### [Dataset records]
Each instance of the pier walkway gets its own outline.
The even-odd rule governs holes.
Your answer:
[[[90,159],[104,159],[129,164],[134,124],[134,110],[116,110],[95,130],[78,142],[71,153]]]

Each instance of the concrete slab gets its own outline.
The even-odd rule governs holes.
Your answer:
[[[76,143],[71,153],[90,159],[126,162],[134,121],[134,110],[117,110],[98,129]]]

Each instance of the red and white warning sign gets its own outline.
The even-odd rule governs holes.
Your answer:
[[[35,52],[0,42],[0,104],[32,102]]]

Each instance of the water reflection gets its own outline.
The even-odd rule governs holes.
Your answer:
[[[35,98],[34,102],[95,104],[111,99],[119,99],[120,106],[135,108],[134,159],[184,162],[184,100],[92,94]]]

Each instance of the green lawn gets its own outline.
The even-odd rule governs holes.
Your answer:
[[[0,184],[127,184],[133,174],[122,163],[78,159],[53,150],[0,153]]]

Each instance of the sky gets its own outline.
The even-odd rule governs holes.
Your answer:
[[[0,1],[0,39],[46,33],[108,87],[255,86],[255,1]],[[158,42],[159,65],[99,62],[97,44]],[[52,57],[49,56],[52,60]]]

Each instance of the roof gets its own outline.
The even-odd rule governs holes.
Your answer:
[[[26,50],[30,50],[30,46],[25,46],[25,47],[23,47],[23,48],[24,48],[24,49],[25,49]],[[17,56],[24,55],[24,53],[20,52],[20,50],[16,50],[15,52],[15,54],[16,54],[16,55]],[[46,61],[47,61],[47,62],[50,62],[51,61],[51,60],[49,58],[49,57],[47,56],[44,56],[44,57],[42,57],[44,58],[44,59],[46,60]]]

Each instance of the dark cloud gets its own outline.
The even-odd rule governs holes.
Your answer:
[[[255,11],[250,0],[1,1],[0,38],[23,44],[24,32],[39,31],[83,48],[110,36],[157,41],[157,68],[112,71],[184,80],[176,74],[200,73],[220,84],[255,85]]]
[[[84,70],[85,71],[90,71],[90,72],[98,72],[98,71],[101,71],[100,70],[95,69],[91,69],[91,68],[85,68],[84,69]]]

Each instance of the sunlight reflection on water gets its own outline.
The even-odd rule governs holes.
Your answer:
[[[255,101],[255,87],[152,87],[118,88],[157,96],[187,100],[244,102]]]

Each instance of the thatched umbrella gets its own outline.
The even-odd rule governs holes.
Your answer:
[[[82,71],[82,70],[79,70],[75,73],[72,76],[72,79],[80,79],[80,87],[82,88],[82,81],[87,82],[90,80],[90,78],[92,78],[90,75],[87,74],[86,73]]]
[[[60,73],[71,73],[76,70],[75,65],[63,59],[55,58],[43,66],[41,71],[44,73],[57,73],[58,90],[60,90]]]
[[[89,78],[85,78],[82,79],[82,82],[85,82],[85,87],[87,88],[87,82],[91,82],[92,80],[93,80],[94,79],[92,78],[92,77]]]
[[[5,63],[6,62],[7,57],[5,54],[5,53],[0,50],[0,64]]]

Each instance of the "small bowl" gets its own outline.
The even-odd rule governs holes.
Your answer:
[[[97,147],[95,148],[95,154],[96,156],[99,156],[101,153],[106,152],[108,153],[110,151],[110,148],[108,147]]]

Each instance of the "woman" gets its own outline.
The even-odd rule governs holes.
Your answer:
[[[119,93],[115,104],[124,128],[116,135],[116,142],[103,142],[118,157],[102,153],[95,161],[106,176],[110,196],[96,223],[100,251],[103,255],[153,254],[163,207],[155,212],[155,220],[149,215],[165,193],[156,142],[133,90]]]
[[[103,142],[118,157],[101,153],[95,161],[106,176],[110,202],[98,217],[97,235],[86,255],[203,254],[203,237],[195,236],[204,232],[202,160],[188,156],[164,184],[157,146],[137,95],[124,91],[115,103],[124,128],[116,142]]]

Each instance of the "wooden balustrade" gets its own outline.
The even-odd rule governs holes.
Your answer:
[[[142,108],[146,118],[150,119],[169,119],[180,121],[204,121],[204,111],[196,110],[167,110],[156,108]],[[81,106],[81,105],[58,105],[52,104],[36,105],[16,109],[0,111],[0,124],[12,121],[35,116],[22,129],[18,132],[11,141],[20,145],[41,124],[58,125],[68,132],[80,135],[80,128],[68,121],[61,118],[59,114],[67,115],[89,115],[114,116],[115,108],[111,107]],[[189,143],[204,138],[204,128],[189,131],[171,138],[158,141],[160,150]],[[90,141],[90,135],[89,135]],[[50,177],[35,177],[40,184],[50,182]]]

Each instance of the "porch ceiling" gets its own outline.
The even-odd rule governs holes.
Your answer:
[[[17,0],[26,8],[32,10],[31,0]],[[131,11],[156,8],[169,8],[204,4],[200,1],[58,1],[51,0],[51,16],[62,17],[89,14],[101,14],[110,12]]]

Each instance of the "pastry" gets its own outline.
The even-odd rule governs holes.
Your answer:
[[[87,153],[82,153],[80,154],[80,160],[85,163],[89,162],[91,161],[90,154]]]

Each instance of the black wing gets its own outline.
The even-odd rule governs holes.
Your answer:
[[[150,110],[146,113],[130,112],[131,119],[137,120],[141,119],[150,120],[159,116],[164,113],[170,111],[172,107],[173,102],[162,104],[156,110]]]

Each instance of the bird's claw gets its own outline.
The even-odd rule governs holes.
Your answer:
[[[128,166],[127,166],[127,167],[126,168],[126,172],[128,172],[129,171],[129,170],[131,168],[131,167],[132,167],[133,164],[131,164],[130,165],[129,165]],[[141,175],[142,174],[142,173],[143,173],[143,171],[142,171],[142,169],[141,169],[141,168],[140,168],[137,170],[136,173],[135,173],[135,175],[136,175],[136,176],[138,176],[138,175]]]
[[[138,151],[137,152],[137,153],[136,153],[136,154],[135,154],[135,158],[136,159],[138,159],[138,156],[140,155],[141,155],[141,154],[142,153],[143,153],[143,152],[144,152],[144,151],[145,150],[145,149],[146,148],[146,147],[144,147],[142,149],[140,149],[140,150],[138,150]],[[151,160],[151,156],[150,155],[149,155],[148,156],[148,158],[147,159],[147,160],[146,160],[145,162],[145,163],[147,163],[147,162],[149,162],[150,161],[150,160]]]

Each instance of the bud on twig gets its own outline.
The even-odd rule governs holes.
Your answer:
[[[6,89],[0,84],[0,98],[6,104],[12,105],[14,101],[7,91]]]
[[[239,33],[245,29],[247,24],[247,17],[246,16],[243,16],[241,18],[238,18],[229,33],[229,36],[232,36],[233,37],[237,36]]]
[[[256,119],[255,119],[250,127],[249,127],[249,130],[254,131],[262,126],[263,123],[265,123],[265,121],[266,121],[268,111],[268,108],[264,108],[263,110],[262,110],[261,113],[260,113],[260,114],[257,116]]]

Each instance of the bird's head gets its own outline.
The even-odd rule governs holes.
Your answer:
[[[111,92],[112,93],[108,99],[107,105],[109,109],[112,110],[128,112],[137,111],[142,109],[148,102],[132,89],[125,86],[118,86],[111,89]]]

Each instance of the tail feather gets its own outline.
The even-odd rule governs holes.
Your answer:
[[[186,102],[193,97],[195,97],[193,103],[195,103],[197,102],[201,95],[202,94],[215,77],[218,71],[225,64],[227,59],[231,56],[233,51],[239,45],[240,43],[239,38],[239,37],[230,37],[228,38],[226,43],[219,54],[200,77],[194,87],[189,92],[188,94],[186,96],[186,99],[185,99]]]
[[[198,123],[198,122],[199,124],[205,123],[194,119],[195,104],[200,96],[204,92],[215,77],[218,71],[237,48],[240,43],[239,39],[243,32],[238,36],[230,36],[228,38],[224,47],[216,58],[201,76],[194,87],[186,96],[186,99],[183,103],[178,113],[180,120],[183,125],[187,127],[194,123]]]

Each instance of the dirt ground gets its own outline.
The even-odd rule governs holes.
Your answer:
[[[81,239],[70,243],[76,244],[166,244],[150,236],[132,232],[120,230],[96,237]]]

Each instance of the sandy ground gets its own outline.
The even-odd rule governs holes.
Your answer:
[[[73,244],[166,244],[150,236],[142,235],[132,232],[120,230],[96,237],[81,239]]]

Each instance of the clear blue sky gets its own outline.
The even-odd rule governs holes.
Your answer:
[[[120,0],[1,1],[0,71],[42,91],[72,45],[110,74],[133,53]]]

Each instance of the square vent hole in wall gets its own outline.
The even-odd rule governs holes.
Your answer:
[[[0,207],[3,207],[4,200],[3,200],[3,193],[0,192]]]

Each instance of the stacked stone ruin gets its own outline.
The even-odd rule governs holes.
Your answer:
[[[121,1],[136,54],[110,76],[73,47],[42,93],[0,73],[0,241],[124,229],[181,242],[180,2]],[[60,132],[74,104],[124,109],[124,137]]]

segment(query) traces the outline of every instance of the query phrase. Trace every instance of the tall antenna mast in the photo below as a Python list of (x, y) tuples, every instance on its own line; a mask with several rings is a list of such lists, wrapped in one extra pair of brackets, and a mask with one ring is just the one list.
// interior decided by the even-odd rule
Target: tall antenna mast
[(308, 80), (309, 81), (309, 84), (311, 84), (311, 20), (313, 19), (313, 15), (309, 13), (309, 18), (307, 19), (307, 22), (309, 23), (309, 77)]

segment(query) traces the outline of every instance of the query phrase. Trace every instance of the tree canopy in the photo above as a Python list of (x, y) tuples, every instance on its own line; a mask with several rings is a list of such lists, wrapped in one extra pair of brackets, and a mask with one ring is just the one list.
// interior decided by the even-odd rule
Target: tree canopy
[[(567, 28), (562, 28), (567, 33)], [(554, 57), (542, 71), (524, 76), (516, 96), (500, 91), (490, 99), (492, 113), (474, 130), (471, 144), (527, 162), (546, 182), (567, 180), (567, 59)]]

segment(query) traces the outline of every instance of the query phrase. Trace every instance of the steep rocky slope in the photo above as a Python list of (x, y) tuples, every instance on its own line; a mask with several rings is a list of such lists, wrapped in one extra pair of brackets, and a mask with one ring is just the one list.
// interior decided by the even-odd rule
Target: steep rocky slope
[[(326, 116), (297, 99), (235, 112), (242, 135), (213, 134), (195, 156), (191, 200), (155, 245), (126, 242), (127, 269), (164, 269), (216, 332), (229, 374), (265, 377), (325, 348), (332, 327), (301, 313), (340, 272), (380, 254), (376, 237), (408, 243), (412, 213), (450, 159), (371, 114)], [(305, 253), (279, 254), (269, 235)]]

### [Given instruction]
Lay out everything from the line containing "Each instance of the dirt" down to the line containing "180), (567, 59)]]", with both of those lines included, as a Markdown table with the columns Number and Line. Leave out blank lines.

### [Written response]
| Number | Line |
|---|---|
| 1 | Each instance of the dirt ground gets its own outline. |
| 2 | The even-odd rule governs holes. |
| 3 | Your answer: |
| 4 | [[[81,239],[70,243],[76,244],[166,244],[150,236],[132,232],[120,230],[96,237]]] |
| 5 | Each instance of the sandy ground gets its own outline. |
| 6 | The even-odd rule governs holes. |
| 7 | Your answer: |
| 8 | [[[73,244],[166,244],[150,236],[142,235],[132,232],[120,230],[96,237],[81,239]]] |
| 9 | Each instance of the clear blue sky gets its own outline. |
| 10 | The even-odd rule governs holes. |
| 11 | Your answer: |
| 12 | [[[120,0],[1,1],[0,71],[42,91],[72,45],[110,74],[133,53]]] |
| 13 | Each instance of the square vent hole in wall gets its own outline. |
| 14 | The even-odd rule governs holes. |
| 15 | Your answer: |
| 16 | [[[0,207],[3,207],[4,200],[3,200],[3,193],[0,192]]] |
| 17 | Each instance of the stacked stone ruin gets its own outline. |
| 18 | The even-odd rule governs holes. |
| 19 | Your answer: |
| 20 | [[[121,1],[136,54],[110,76],[73,47],[42,93],[0,73],[0,241],[124,229],[181,242],[180,2]],[[60,132],[74,104],[124,109],[124,137]]] |
| 21 | segment(query) traces the outline of every instance of the query phrase. Trace every instance of the tall antenna mast in the photo below as a Python list of (x, y) tuples, every instance on its own line; a mask with several rings is a list of such lists, wrapped in one extra pair of brackets, and a mask with one ring is just the one list. |
| 22 | // interior decided by the even-odd rule |
| 23 | Target: tall antenna mast |
| 24 | [(308, 80), (309, 81), (309, 84), (311, 84), (311, 20), (313, 19), (313, 15), (309, 13), (309, 18), (307, 19), (307, 22), (309, 23), (309, 77)] |
| 25 | segment(query) traces the outline of every instance of the query phrase. Trace every instance of the tree canopy in the photo above as a Python list of (x, y) tuples, every instance on its own line; a mask with several rings is a list of such lists, wrapped in one extra pair of brackets, and a mask with one ring is just the one list. |
| 26 | // interior decided by the even-odd rule |
| 27 | Target: tree canopy |
| 28 | [[(567, 28), (562, 28), (567, 33)], [(554, 57), (542, 71), (524, 76), (516, 96), (500, 91), (490, 99), (492, 113), (474, 130), (471, 144), (527, 162), (546, 182), (567, 180), (567, 59)]] |